◆ **What this task involves**: Which lines of the data contain the string "detect"? Copy every one.

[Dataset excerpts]
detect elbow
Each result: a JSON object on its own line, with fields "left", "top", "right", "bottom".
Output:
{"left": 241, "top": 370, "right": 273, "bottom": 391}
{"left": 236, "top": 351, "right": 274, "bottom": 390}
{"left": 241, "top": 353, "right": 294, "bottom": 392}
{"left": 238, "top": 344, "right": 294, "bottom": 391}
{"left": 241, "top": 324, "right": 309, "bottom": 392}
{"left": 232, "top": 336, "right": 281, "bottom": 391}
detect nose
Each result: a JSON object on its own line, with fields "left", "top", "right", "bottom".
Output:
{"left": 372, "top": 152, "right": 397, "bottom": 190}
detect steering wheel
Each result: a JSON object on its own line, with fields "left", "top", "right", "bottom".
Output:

* * *

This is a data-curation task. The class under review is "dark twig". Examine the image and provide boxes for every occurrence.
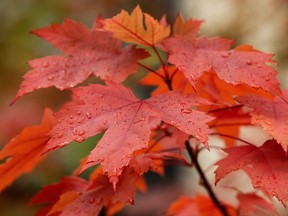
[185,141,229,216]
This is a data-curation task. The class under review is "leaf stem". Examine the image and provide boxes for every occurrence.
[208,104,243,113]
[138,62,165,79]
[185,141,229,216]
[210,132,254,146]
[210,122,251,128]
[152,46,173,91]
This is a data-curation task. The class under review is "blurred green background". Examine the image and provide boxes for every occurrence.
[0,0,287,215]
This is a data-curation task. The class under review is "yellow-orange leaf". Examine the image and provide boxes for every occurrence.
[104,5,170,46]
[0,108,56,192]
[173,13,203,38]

◆ **Written answer**:
detect elbow
detect nose
detect steering wheel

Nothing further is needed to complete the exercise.